▶ **Extract provided**:
┌──
Member of the Wisconsin Senate from the 3rd district
- In office June 5, 1848 – January 1, 1849
- Preceded by: Position established
- Succeeded by: James Fisher

Personal details
- Born: January 11, 1812 New Jersey, U.S.
- Died: August 11, 1851 (aged 39) Prairie du Chien, Wisconsin
- Resting place: Calvary Cemetery, Prairie du Chien, Wisconsin
- Party: Democratic
- Spouse: Madeline Fisher ​ ​(m. 1850⁠–⁠1851)​

= Daniel G. Fenton =

American politician (1812–1851)

Daniel G. Fenton (January 11, 1812 – August 11, 1851) was an American lawyer and politician who served in the 1st Wisconsin State Senate. A Democrat, he represented the 3rd senatorial district, which at the time comprised the counties of Chippewa, Crawford, La Pointe, and St. Croix. In 1848, those four counties made up the entire northwestern quadrant of the state.

Wisconsin Senate District 3 in 1848.

== Background ==
Fenton was born in New Jersey (as of 1815, his mother was alive and living in Trenton) and educated in Pennsylvania. He arrived in Wisconsin Territory in 1836, practicing law first at Mineral Point before removing to Prairie du Chien, where he lived the rest of his life.

== Public office ==
Fenton was clerk of court for Crawford County when he was chosen as the delegate to the Wisconsin Territory's Second Constitutional Convention from Chippewa and Crawford Counties, replacing Peter A. R. Brace. At the convention, he advocated a western boundary for Wisconsin deep into the Minnesota country, running from the rapids of the St. Louis River above Duluth-Superior southwest to the juncture of the Rum River with the Mississippi, and thence to the Illinois line. (This wedge of additional territory included the sites of St. Paul and Stillwater, and indeed the entire St. Croix Valley.) This motion passed in the Convention by a 53–3 margin, but was eventually rejected by Congress in favor of the present boundary line. The most extensive analysis of this effort points out surviving letters demonstrating that Fenton was an ally of Hercules Dousman and hoped that the advocates for a Minnesota Territory would push for cession of Dakota Indian lands, thus providing the Dakota with money to pay debts owed to Dousman.
└──
▶ **Records provided**:
┌──
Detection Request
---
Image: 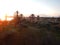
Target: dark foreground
[0,21,60,45]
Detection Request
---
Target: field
[0,17,60,45]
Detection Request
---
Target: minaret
[16,11,19,17]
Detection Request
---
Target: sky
[0,0,60,18]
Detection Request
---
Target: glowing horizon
[0,0,60,19]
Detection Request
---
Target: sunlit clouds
[0,0,59,18]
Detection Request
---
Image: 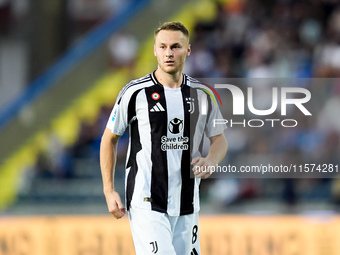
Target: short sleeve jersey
[107,73,226,216]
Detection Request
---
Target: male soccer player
[100,22,228,255]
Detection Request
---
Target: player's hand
[105,190,125,219]
[191,157,216,179]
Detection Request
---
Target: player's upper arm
[102,128,120,144]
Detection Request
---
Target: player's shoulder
[186,75,222,104]
[117,74,154,102]
[185,74,213,93]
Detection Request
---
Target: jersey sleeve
[106,88,129,136]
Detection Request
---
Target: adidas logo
[150,102,165,112]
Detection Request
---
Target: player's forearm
[207,133,228,164]
[100,130,117,193]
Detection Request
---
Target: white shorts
[128,207,201,255]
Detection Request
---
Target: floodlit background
[0,0,340,255]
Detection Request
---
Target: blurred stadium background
[0,0,340,255]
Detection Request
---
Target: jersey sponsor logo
[151,92,160,100]
[161,135,189,151]
[150,102,165,112]
[168,118,184,134]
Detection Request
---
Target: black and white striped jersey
[107,73,226,216]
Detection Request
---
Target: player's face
[154,30,190,74]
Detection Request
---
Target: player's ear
[187,44,191,57]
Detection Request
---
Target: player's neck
[155,68,183,89]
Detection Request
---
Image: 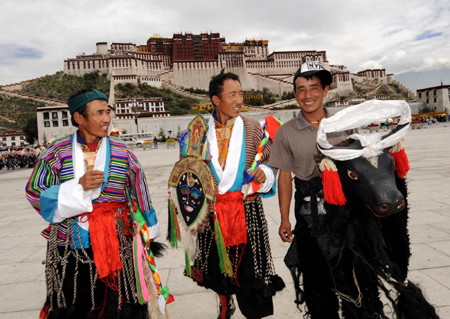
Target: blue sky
[0,0,450,90]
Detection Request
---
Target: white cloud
[0,0,450,90]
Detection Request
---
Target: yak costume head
[167,115,215,266]
[317,100,411,217]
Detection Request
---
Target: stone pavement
[0,126,450,319]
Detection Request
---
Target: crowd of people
[0,147,45,170]
[22,62,436,319]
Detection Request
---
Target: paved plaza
[0,124,450,319]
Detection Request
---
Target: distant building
[353,69,388,83]
[115,97,170,119]
[417,84,450,112]
[243,93,264,104]
[36,104,79,145]
[192,104,214,112]
[64,32,353,96]
[0,130,28,147]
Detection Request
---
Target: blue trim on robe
[71,136,111,249]
[39,185,60,224]
[70,222,91,249]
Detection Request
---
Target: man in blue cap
[26,89,164,318]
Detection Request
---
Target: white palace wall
[111,109,300,137]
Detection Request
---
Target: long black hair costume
[285,101,438,319]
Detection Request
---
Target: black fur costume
[285,175,438,319]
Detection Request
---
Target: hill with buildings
[0,91,45,133]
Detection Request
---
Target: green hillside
[20,72,109,101]
[114,83,198,115]
[0,93,45,133]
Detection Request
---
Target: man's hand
[78,171,103,192]
[250,167,266,184]
[278,221,293,243]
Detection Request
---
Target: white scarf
[206,116,244,195]
[53,131,108,230]
[72,131,107,200]
[317,100,411,161]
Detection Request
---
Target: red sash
[215,191,247,247]
[86,202,129,278]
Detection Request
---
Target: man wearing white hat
[269,62,351,319]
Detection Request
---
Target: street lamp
[128,99,142,134]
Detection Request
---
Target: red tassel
[389,140,411,179]
[320,158,347,206]
[39,305,50,319]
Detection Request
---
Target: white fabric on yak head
[317,100,411,161]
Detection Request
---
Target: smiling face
[294,76,328,115]
[212,79,244,124]
[74,100,111,143]
[177,172,205,226]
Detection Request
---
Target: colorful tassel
[214,216,233,278]
[133,234,150,305]
[184,252,192,277]
[39,305,50,319]
[389,139,411,179]
[168,199,179,248]
[319,158,347,206]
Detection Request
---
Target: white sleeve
[258,164,275,193]
[53,178,92,223]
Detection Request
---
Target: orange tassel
[319,158,347,206]
[170,199,181,241]
[389,139,411,179]
[39,305,50,319]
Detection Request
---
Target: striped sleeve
[129,150,161,239]
[25,152,59,222]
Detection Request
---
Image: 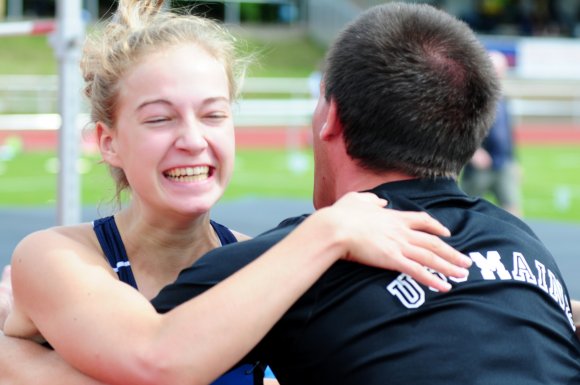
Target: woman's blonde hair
[81,0,249,199]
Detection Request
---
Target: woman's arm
[0,332,102,385]
[5,193,465,385]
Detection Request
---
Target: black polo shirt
[153,179,580,385]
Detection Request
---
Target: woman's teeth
[165,166,209,182]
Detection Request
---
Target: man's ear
[95,122,121,167]
[320,99,342,140]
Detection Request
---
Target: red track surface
[0,124,580,150]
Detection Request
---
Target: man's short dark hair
[325,3,499,177]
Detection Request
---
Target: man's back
[259,180,580,385]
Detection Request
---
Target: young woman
[4,0,472,384]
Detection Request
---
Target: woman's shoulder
[13,223,100,264]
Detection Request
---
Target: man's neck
[317,165,417,208]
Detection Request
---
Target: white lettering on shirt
[386,250,576,331]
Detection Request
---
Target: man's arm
[0,332,102,385]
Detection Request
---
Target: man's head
[313,3,498,207]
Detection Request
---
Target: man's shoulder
[194,215,307,270]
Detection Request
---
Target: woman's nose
[175,119,207,152]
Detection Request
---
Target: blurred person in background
[461,51,522,217]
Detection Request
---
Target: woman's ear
[95,122,121,167]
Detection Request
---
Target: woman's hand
[0,265,14,330]
[570,299,580,338]
[322,193,472,291]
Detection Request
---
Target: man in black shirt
[153,3,580,385]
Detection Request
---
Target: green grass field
[0,145,580,222]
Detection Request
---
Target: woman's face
[106,44,235,214]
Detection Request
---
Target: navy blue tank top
[93,216,263,385]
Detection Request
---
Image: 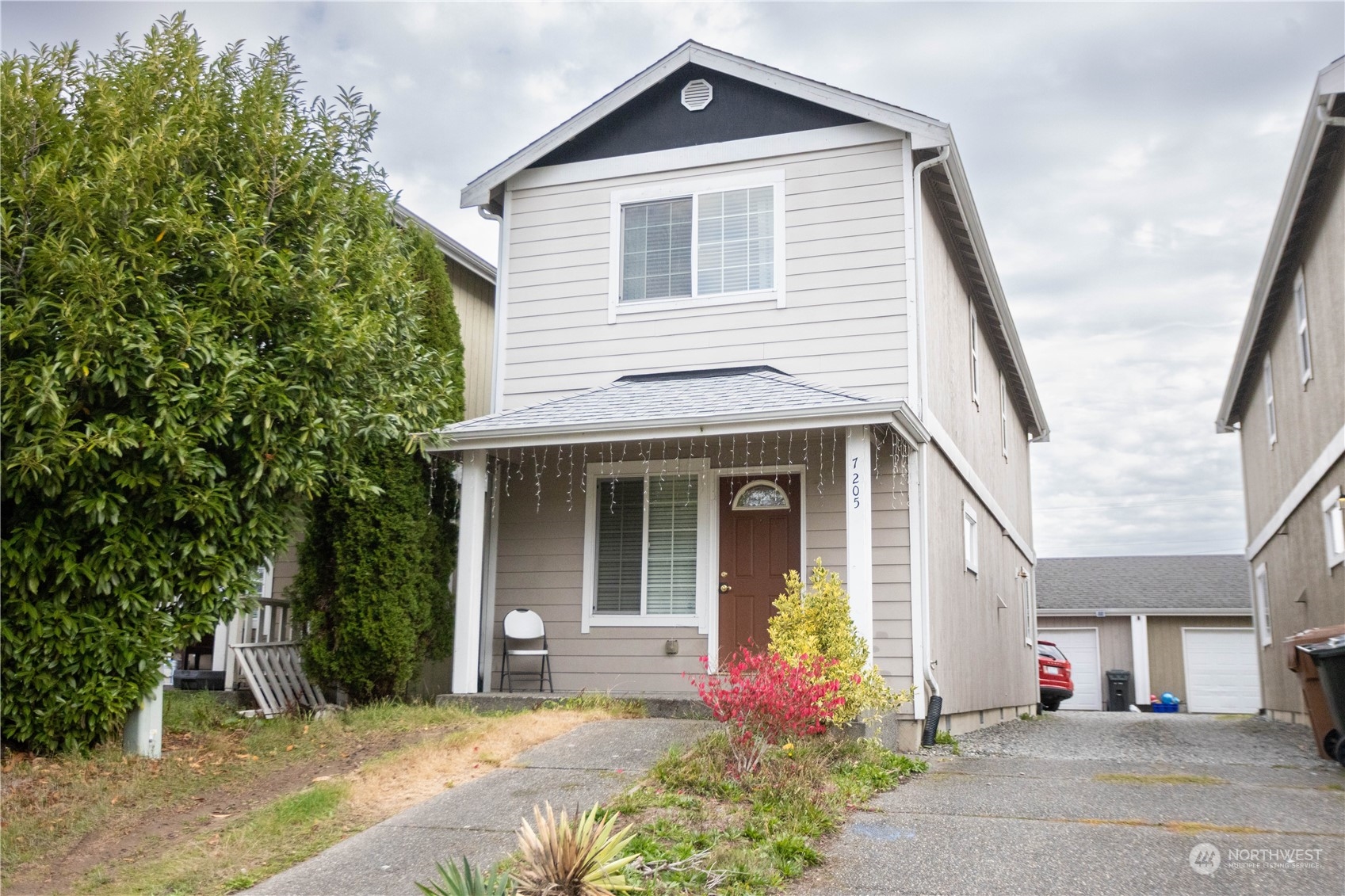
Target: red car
[1037,640,1075,711]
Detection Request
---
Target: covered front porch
[438,368,924,697]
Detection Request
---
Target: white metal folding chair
[500,609,556,694]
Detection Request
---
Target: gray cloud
[0,2,1345,555]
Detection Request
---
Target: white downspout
[911,144,952,715]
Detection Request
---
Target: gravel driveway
[789,711,1345,894]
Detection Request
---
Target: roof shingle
[1037,555,1251,612]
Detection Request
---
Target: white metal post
[845,426,873,654]
[453,451,486,694]
[1129,616,1148,703]
[121,665,171,759]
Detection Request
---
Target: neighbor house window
[612,176,784,311]
[999,374,1009,463]
[581,461,714,631]
[1262,353,1278,445]
[1254,564,1271,647]
[1294,268,1313,386]
[961,501,980,572]
[971,305,980,405]
[1322,487,1345,569]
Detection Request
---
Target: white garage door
[1181,628,1260,713]
[1037,628,1102,709]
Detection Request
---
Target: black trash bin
[1298,635,1345,765]
[1107,669,1135,713]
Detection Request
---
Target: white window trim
[1294,268,1313,389]
[1322,486,1345,569]
[969,305,980,408]
[999,374,1009,463]
[1252,564,1272,647]
[961,501,980,576]
[579,457,718,635]
[606,168,785,324]
[1262,351,1279,445]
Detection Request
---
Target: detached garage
[1037,555,1262,713]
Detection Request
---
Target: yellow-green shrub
[770,557,911,725]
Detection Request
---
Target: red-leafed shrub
[691,649,845,778]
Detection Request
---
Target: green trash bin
[1298,635,1345,765]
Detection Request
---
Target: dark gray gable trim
[529,63,865,168]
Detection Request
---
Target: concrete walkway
[247,719,714,896]
[785,713,1345,896]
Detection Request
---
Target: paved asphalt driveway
[787,711,1345,894]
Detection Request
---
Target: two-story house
[438,42,1048,742]
[1216,56,1345,723]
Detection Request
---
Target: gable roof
[430,366,928,451]
[1037,555,1251,613]
[463,40,948,208]
[1214,56,1345,432]
[393,202,495,287]
[463,40,1050,441]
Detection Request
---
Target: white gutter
[422,399,930,452]
[476,206,508,413]
[911,144,951,704]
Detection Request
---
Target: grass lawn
[609,732,926,896]
[0,692,633,894]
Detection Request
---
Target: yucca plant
[514,803,637,896]
[415,858,510,896]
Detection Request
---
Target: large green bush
[291,223,463,702]
[0,15,455,751]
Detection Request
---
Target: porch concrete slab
[247,719,714,896]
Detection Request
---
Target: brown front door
[720,474,801,662]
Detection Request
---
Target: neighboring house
[1216,56,1345,724]
[179,204,495,694]
[441,42,1046,738]
[1037,555,1260,713]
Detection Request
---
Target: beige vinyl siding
[1241,147,1345,538]
[445,251,495,420]
[1151,616,1253,711]
[503,140,907,409]
[1247,457,1345,713]
[491,430,911,693]
[921,191,1032,543]
[926,448,1038,715]
[1037,616,1129,677]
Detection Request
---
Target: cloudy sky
[10,2,1345,555]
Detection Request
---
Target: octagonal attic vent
[682,78,714,112]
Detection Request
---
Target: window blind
[621,196,691,301]
[644,476,697,616]
[593,479,644,615]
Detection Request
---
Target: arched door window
[733,479,789,510]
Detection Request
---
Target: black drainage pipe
[920,694,943,747]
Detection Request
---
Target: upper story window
[608,172,784,322]
[971,305,980,406]
[1294,268,1313,387]
[1262,351,1279,445]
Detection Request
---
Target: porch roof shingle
[438,366,886,440]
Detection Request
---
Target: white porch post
[845,426,873,648]
[453,451,486,694]
[1129,616,1148,705]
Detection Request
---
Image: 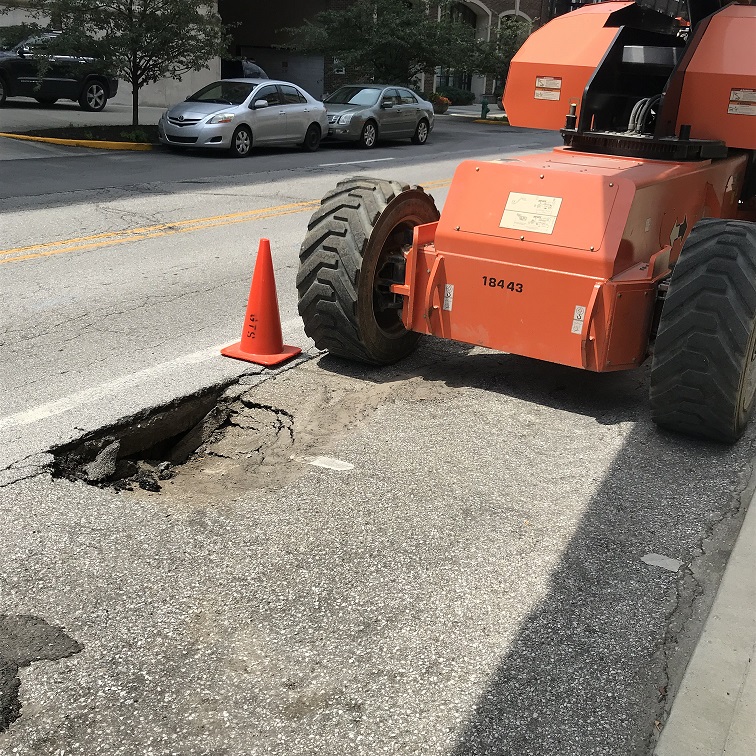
└──
▶ **Written task**: In the article on Daniel G. Fenton, where did he first practice law after arriving in Wisconsin Territory? The records have no connection to the article on Daniel G. Fenton.

▶ **Written response**: Mineral Point